Retype word for word the passage of the court opinion below that opens with the words containing "These are appeals, as" and closes with "(22 A.D.2d 722.)".

Selected passage:
__________________________________________________
Arlen of Nanuet v. State of New York, 50 Misc. 2d 934, modified.

Aulisi, J. Staley, Jr., and Gabrielli, JJ., concur with Aulisi, J.; Herlihy, J. P., concurs in part and dissents in part, in an opinion; Reynolds, J., dissents, in an opinion.

Author: Aulisi

 These are appeals, as limited by the briefs from judgments in favor of claimants, entered September 15, 1966, upon a decision of the Court of Claims. An order directing a joint trial of the claims was affirmed on a previous appeal. (22 A.D.2d 722.)

Since the facts have been fully detailed in the reported decision of the Court of Claims (Arlen of Nanuet v. State of New York, 50 Misc. 2d 934), they will be only summarized here. The claimant, Arlen of Nanuet, Inc., is the assignee of Banner Holding Corporation which, on May 10, 1961, the day of the appropriation, had a 25-year lease of the subject parcel with the fee owners. The agreement called for annual rentals of $30,000 in the first year and $61,250 thereafter. The tenant had an option to purchase the land at the end of 10 years for $31,000 per acre plus the balance due on any mortgages. E. J. Korvette, Inc. had obtained a sublease from the tenant, which obligated the tenant sublessor to erect a large discount department store, supermarket, patio shop, and parking area, after which a yearly rent of $285,000 was to be paid. The same parties had also entered into two other subleases calling for nominal annual rentals; it was contemplated that one of the included parcels would be released to the tenant sublessor for the construction of satellite furniture and tire stores. After the taking by the State, the subleases were transferred intact to a neighboring parcel (hereinafter referred to as the "built-on" site) owned by Arlen Operating Corporation and leased to Arlen of Nanuet, Inc. The Korvette and satellite buildings were constructed as planned, and the shopping center was put into operation.

The Court of Claims found a before value of the landlords' interest of $823,610, an after value of $121,000, and total damages of $702,610. It computed the value of the leasehold at $875,000 and made an award to Arlen in that amount.


In determining the value of the lessors' interest, the court properly chose to capitalize the rent reserved in the main lease and to add the estimated value of the optioned reversion (Wer Realty v. State of New York, 26 A.D.2d 732). The appraisers for the landlords and the State had made similar computations, with the former using a 6% capitalization rate and the latter a 9% rate. The court employed a 7% rate. The State asserts in substance that this finding is invalid to the extent that it is made in reliance on the landlords' appraisal, on the ground that there was no support for the 6% figure.
__________________________________________________
Extracted records:
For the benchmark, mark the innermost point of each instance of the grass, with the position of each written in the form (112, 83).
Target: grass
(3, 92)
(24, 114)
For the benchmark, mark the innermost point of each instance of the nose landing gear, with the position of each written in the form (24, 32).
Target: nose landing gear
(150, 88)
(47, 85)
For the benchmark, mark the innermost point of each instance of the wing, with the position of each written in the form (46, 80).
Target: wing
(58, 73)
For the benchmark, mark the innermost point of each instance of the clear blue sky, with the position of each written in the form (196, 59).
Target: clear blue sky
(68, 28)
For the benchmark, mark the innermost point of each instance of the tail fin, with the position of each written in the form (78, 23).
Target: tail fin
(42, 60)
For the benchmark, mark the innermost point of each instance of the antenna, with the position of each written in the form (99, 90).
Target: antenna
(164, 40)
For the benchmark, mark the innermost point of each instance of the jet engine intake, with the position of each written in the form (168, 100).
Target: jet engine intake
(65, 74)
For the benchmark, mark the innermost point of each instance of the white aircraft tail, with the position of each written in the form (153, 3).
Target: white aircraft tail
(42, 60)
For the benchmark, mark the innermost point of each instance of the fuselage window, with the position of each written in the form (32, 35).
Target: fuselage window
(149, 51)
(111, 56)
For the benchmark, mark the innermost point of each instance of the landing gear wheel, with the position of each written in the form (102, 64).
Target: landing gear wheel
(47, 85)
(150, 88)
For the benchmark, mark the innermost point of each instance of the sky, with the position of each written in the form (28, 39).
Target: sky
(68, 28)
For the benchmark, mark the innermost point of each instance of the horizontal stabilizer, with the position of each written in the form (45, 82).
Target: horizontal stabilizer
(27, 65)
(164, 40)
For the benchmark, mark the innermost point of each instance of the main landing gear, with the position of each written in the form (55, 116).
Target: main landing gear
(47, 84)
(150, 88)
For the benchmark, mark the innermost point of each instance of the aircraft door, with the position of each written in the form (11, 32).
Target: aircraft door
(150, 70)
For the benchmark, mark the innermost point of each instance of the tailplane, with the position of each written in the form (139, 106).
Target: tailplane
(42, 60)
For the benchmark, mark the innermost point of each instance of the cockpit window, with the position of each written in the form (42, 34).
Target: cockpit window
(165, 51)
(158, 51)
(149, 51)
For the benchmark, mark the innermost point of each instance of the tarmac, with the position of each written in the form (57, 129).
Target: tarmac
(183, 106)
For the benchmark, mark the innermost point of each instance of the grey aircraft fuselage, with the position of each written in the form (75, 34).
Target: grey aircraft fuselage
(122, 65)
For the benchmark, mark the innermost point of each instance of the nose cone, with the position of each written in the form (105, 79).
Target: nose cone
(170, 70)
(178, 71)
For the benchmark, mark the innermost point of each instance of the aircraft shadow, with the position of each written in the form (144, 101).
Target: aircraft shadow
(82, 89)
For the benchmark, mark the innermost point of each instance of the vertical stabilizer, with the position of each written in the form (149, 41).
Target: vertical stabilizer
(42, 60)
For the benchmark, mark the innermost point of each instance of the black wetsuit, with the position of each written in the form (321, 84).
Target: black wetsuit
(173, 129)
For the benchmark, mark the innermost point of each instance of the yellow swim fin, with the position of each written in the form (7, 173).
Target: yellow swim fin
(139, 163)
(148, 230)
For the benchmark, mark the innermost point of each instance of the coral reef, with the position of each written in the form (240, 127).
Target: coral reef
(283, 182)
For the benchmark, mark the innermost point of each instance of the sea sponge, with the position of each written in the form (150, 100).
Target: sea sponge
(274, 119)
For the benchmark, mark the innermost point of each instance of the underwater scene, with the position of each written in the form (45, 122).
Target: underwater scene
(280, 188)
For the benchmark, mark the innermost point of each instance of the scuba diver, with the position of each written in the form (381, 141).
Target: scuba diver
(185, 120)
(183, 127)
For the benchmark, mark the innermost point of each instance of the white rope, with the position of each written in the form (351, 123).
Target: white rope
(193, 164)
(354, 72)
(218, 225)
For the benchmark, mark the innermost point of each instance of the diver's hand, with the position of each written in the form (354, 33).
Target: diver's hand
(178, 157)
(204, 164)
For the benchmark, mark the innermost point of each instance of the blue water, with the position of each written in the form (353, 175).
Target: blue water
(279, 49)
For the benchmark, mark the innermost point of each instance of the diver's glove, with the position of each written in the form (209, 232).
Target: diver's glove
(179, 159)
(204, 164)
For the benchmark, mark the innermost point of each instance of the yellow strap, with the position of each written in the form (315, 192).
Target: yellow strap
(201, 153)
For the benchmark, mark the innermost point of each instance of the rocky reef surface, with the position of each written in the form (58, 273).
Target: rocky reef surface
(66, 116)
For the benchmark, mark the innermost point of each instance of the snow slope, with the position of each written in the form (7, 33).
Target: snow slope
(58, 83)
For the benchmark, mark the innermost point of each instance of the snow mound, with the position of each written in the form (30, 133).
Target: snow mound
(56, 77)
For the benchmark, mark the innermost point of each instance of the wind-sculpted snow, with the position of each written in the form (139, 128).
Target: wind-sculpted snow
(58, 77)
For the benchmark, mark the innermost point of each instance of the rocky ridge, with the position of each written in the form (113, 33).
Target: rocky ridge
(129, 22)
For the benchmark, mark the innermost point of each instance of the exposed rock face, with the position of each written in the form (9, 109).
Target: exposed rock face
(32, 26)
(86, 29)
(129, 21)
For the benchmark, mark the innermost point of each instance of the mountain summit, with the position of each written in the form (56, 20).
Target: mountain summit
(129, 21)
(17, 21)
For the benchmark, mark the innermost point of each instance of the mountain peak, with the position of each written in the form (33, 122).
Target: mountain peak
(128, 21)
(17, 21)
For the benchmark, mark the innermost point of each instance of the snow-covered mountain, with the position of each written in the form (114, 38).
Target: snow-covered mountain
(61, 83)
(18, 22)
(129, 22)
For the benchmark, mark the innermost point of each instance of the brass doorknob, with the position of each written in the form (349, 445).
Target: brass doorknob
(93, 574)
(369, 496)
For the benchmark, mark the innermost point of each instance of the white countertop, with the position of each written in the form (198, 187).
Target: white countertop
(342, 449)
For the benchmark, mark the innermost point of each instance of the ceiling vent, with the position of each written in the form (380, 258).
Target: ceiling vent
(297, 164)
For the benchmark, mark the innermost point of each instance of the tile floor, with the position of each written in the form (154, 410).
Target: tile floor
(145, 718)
__________________________________________________
Problem solution:
These are appeals, as limited by the briefs from judgments in favor of claimants, entered September 15, 1966, upon a decision of the Court of Claims. An order directing a joint trial of the claims was affirmed on a previous appeal. (22 A.D.2d 722.)